Problem details: All records should be reproduced verbatim.

Material:

* * * *

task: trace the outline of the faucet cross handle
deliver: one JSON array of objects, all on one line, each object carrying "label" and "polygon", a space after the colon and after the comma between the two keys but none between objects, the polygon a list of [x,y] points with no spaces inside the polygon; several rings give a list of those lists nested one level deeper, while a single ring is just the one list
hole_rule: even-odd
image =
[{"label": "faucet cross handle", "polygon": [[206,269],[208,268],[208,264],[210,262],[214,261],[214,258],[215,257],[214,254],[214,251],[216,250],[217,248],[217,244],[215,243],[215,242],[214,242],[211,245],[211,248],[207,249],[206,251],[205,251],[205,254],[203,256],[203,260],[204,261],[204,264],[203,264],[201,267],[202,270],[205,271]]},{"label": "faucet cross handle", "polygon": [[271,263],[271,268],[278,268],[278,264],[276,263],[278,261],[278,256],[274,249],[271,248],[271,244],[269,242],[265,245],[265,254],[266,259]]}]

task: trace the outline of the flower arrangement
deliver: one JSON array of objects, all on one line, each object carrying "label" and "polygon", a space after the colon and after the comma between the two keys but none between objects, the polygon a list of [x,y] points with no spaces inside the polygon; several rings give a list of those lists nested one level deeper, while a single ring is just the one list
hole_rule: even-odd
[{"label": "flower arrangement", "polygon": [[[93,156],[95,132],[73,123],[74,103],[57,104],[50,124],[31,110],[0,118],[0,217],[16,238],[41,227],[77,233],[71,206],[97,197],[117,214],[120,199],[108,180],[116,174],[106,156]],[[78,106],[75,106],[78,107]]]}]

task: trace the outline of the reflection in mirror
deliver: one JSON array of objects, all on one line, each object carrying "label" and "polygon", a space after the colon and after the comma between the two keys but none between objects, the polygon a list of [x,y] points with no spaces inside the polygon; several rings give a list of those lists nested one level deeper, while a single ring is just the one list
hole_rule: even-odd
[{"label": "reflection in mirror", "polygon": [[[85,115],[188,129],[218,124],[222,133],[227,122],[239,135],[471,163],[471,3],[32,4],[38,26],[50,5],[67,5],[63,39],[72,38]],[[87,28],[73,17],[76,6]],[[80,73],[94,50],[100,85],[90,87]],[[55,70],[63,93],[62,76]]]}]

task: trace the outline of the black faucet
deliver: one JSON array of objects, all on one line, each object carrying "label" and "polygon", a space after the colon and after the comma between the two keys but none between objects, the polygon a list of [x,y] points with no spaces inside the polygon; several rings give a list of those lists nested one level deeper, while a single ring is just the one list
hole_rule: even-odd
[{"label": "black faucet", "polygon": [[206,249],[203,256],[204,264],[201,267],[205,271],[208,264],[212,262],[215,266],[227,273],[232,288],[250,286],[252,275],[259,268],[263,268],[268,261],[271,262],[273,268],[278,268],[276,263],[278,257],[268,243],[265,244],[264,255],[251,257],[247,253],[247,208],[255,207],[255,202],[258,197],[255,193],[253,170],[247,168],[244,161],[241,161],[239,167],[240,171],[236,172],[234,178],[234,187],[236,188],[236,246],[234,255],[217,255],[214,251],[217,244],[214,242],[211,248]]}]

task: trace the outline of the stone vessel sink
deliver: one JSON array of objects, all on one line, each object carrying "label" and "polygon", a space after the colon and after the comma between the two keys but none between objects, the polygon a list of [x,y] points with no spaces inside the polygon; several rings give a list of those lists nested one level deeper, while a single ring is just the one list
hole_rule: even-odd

* * * *

Output for this exercise:
task: trace the outline of the faucet cross handle
deliver: one JSON array of objects, all on one line, each object carrying "label" and "polygon", a space after the colon and after the comma between the two keys but none between objects, the polygon a list of [x,y] points with no spaces inside the polygon; several rings give a list of those lists nested one level deeper, while a single ring is just the one list
hole_rule: even-odd
image =
[{"label": "faucet cross handle", "polygon": [[206,269],[208,268],[208,264],[210,262],[214,261],[214,258],[215,257],[214,254],[214,251],[216,250],[217,248],[217,244],[215,243],[215,242],[214,242],[211,245],[211,248],[207,249],[206,251],[205,251],[205,254],[203,256],[203,260],[204,261],[204,264],[203,264],[201,267],[202,270],[205,271]]},{"label": "faucet cross handle", "polygon": [[271,263],[271,268],[278,268],[278,264],[276,263],[278,261],[278,256],[274,249],[271,248],[271,244],[269,242],[265,245],[265,254],[266,259]]}]

task: trace the outline of the flower arrangement
deliver: one JSON array of objects, all on one line, each object carrying "label" and "polygon", a space after the colon and after the comma between the two keys but none between objects, the polygon a list of [x,y] points with no spaces inside the polygon; several rings give a list of those lists nested one level deeper, while a single ring is just the one list
hole_rule: even-odd
[{"label": "flower arrangement", "polygon": [[[93,156],[95,132],[73,123],[74,103],[57,104],[50,124],[31,110],[0,118],[0,217],[16,238],[41,227],[77,233],[71,206],[97,197],[117,214],[120,199],[108,180],[116,174],[106,156]],[[78,106],[75,106],[78,107]]]}]

task: trace the outline of the reflection in mirror
deliver: one JSON array of objects, all on one line, each object carrying "label" and "polygon", a space after the colon and after the comma between the two keys but none between objects, the polygon a list of [x,y] points with no spaces inside the polygon; several rings give a list of those lists nested one level deeper, while a single ring is just the one list
hole_rule: even-odd
[{"label": "reflection in mirror", "polygon": [[[85,115],[188,129],[218,124],[222,133],[227,122],[239,135],[471,163],[471,3],[32,4],[38,26],[50,5],[67,5],[63,39],[72,38]],[[87,28],[73,17],[76,6]],[[80,73],[94,50],[100,85],[90,87]],[[55,70],[63,93],[62,76]]]}]

task: trace the outline of the black faucet
deliver: one JSON array of objects, all on one line, each object carrying "label" and "polygon", a space after the colon and after the comma between the two keys but none between objects, the polygon a list of [x,y] points with no spaces inside the polygon; several rings give a list of those lists nested one level deeper, while a single ring is just the one list
hole_rule: even-odd
[{"label": "black faucet", "polygon": [[206,249],[203,256],[204,264],[201,267],[205,271],[208,264],[212,262],[215,266],[227,273],[232,288],[250,286],[252,275],[259,268],[263,268],[268,261],[271,262],[273,268],[278,268],[276,263],[278,257],[268,243],[265,244],[264,255],[251,257],[247,253],[247,208],[255,207],[255,202],[258,197],[255,193],[253,170],[247,168],[244,161],[241,161],[239,167],[240,171],[236,172],[234,178],[234,187],[236,188],[236,246],[234,255],[217,255],[214,251],[217,244],[214,242],[211,248]]}]

task: trace the outline of the stone vessel sink
deliver: one JSON array of objects, all on one line, each object carrying "label" and "polygon", a space after the colon and after the comma between the two keys but none between objects, the polygon a list of [x,y] points with no spaces inside the polygon; several rings give a list of those lists nested one level deeper, while a single ring is just the one list
hole_rule: even-odd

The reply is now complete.